* [What needs to be done] Reproduce the following records exactly from the line containing "Target: submerged rock" onward, ending with the last line and including it.

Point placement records

— Begin —

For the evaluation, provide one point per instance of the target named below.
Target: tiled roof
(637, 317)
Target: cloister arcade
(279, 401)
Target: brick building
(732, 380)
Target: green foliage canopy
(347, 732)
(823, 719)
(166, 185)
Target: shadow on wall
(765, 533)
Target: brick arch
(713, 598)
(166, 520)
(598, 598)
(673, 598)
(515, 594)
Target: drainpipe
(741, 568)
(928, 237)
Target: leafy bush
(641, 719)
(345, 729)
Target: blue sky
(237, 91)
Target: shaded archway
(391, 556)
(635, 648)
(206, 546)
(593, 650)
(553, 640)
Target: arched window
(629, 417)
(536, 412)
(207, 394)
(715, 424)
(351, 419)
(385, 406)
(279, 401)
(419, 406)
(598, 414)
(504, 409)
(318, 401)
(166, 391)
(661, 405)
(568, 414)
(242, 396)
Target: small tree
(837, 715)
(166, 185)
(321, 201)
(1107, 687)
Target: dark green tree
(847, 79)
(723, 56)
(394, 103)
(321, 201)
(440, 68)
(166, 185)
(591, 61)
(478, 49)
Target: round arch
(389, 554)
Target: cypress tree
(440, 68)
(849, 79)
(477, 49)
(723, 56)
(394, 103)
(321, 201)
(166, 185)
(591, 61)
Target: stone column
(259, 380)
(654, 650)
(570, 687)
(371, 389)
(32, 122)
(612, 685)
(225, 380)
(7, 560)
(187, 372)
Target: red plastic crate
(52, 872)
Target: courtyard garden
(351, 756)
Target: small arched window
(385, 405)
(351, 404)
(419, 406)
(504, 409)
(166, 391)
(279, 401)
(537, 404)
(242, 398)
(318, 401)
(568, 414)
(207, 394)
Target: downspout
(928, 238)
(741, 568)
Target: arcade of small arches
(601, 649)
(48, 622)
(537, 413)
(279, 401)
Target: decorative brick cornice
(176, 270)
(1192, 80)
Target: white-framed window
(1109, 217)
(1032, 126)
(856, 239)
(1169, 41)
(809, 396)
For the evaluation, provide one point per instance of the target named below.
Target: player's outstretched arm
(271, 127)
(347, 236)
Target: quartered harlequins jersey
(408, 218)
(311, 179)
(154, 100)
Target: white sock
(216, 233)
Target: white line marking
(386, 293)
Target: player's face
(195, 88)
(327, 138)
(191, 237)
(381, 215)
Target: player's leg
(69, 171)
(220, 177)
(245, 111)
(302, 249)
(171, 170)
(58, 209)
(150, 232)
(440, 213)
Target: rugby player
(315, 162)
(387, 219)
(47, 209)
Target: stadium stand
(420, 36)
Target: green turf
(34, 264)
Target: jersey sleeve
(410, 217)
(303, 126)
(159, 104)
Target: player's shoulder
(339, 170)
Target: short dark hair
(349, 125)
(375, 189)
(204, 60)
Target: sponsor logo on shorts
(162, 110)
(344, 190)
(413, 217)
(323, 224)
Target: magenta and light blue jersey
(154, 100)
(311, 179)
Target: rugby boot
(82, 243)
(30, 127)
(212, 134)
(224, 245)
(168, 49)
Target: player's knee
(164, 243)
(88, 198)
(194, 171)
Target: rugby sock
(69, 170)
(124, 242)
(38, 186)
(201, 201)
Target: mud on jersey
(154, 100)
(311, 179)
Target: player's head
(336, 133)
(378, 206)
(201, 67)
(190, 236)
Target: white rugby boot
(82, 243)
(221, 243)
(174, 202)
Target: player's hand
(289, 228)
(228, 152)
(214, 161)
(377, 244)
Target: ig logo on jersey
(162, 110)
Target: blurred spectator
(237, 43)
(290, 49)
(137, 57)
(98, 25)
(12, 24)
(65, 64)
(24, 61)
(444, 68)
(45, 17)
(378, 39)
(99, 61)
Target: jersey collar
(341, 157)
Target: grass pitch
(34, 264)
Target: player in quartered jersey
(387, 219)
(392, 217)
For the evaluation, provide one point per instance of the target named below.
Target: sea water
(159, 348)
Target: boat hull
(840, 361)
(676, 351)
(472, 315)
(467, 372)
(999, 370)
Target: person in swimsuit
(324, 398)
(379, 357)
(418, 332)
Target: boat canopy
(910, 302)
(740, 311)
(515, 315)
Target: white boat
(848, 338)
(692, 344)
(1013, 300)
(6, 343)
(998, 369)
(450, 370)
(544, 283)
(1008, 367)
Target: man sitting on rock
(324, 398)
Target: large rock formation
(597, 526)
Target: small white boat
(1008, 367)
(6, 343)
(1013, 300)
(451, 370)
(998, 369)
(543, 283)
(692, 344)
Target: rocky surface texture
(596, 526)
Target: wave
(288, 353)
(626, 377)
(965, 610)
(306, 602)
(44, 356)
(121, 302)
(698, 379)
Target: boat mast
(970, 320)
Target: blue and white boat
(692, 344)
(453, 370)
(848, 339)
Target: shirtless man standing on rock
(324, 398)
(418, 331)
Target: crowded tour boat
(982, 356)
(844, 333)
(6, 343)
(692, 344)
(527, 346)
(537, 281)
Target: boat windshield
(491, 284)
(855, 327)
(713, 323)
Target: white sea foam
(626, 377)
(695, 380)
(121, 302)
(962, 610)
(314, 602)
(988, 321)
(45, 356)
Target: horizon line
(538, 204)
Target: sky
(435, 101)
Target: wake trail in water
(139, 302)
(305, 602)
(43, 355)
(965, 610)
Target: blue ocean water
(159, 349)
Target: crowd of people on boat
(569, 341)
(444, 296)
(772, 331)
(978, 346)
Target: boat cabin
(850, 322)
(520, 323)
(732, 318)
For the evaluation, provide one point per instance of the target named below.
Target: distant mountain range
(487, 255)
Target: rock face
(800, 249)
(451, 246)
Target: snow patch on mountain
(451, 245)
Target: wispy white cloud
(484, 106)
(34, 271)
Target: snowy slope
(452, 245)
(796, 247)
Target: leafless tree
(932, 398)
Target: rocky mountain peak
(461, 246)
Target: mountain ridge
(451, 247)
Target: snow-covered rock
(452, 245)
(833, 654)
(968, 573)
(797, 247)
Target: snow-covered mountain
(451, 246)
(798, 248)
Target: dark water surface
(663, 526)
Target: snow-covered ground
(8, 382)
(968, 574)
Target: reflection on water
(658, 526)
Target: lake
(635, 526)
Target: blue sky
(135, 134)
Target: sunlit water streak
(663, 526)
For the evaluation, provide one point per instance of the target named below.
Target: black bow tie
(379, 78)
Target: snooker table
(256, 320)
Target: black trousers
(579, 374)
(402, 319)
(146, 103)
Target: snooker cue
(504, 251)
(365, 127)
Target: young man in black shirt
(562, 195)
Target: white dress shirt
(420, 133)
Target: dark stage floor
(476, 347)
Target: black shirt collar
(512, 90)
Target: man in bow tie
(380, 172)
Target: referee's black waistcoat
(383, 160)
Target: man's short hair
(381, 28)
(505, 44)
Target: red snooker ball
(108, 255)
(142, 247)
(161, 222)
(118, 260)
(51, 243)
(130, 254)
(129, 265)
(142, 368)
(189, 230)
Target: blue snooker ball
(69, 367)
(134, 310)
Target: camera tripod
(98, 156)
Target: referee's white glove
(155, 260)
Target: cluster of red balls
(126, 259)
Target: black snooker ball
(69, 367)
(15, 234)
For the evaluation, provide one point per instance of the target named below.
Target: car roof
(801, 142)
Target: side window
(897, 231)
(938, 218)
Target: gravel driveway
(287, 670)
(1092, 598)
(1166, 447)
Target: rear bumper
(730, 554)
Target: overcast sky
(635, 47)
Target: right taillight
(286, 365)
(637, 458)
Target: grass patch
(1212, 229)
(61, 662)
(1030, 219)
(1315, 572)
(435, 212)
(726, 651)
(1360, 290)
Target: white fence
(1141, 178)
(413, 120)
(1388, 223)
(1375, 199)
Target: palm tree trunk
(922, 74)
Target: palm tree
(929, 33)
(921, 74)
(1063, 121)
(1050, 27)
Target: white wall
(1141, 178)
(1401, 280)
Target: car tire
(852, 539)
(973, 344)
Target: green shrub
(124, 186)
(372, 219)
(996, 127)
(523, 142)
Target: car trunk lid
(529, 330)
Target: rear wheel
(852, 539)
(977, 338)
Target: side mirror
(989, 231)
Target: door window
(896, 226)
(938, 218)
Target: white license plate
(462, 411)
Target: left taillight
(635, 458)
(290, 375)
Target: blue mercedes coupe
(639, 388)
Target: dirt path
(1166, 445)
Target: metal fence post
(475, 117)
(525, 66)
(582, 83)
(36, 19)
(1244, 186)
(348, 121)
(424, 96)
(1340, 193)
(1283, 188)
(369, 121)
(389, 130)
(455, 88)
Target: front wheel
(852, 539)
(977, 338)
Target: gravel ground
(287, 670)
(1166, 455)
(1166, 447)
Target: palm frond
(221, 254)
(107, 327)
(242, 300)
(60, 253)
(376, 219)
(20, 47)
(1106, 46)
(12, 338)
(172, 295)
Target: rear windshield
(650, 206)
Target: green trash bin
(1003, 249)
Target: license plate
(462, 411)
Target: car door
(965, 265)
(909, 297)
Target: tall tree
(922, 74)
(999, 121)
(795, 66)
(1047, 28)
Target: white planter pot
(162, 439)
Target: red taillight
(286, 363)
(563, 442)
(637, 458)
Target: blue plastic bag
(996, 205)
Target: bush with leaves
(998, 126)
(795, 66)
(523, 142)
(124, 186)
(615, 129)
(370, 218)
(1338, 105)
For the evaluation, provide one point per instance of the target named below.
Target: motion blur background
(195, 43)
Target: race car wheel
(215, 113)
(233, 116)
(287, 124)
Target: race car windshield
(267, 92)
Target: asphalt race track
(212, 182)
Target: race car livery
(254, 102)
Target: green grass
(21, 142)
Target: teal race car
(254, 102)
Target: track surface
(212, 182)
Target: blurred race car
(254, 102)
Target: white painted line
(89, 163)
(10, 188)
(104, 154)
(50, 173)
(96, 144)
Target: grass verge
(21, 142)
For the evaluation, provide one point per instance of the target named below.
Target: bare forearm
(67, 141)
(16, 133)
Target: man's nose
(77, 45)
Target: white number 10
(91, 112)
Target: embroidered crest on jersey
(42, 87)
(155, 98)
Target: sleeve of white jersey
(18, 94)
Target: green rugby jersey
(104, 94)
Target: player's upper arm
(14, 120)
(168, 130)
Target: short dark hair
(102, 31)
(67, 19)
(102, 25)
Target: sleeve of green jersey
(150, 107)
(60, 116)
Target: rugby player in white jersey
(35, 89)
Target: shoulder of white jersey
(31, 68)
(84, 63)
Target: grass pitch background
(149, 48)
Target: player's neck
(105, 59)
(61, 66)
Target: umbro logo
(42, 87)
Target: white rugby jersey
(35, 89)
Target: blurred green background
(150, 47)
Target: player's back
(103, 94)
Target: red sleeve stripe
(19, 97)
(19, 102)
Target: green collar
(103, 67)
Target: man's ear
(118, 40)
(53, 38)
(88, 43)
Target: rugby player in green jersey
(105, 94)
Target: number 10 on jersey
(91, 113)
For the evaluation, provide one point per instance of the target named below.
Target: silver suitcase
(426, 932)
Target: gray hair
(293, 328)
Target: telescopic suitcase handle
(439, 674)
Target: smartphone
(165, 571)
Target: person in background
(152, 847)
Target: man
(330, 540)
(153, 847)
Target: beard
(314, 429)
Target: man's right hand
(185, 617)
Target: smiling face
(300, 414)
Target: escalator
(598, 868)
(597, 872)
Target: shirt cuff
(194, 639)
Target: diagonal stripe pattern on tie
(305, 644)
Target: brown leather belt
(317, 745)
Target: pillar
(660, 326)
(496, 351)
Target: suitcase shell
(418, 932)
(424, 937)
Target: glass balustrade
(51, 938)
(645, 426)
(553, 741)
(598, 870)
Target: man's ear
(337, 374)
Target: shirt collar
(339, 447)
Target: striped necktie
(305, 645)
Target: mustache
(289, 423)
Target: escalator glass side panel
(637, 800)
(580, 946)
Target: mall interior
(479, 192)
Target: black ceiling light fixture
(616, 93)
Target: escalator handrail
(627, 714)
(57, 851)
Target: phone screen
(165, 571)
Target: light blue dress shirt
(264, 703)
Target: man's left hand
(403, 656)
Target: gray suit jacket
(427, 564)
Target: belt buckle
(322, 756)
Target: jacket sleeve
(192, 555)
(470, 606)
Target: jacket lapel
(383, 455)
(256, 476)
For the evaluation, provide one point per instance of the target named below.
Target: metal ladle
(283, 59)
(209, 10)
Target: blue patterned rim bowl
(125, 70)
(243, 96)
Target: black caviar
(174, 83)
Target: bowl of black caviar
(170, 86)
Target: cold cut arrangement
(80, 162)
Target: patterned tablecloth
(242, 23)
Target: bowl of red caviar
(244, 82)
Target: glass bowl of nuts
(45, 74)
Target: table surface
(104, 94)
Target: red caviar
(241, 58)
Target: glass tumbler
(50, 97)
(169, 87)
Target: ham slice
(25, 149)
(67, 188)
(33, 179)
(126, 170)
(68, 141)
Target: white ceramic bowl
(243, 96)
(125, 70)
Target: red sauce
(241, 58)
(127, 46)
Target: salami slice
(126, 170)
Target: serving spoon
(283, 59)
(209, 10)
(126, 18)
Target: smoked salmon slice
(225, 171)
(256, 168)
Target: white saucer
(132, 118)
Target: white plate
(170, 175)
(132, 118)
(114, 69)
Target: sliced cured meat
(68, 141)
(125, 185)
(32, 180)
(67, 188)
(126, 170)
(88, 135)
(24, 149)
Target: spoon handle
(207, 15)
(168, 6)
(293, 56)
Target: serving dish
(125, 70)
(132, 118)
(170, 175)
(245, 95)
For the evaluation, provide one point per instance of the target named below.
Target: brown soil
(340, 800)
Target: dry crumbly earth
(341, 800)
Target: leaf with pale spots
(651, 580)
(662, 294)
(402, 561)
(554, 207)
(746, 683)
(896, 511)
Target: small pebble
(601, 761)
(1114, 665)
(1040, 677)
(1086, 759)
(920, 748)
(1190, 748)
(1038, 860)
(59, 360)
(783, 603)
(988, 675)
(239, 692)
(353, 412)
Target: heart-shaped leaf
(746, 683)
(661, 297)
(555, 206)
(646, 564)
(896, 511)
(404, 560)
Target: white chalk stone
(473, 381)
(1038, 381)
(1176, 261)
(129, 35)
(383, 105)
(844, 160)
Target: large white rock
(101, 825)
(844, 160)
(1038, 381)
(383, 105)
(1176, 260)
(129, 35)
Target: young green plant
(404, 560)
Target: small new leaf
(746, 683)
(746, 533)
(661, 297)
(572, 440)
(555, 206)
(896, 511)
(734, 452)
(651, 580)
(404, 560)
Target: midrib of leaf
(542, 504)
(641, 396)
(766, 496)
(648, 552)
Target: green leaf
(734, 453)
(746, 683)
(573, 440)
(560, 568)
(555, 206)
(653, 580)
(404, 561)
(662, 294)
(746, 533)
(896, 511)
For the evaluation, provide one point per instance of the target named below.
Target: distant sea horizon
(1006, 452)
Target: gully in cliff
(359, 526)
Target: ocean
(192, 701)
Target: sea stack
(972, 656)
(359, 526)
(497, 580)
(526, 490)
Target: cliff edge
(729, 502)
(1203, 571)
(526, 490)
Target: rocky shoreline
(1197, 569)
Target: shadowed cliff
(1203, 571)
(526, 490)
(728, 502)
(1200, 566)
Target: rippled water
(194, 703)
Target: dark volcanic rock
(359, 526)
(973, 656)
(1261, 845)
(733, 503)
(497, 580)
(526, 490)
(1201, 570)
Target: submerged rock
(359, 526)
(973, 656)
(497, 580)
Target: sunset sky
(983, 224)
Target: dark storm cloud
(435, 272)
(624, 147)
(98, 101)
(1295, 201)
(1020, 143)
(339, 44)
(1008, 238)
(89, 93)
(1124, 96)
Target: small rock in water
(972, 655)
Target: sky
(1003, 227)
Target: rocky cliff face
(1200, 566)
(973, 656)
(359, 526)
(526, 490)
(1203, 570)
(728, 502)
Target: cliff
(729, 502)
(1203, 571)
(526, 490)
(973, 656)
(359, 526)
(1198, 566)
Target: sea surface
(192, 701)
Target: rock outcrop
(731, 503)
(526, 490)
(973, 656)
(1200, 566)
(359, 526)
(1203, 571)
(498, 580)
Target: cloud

— End —

* [Written reply]
Target: submerged rock
(359, 526)
(973, 656)
(497, 580)
Target: sunset sky
(983, 224)
Target: dark storm cloud
(435, 272)
(624, 147)
(98, 101)
(1295, 201)
(1020, 143)
(339, 44)
(1008, 238)
(89, 93)
(1124, 96)
Target: small rock in water
(972, 655)
Target: sky
(1003, 227)
Target: rocky cliff face
(1200, 566)
(973, 656)
(359, 526)
(526, 490)
(1203, 570)
(728, 502)
Target: cliff
(729, 502)
(1203, 571)
(526, 490)
(973, 656)
(359, 526)
(1198, 566)
Target: sea surface
(192, 701)
Target: rock outcrop
(731, 503)
(526, 490)
(973, 656)
(1200, 566)
(359, 526)
(1203, 571)
(498, 580)
Target: cloud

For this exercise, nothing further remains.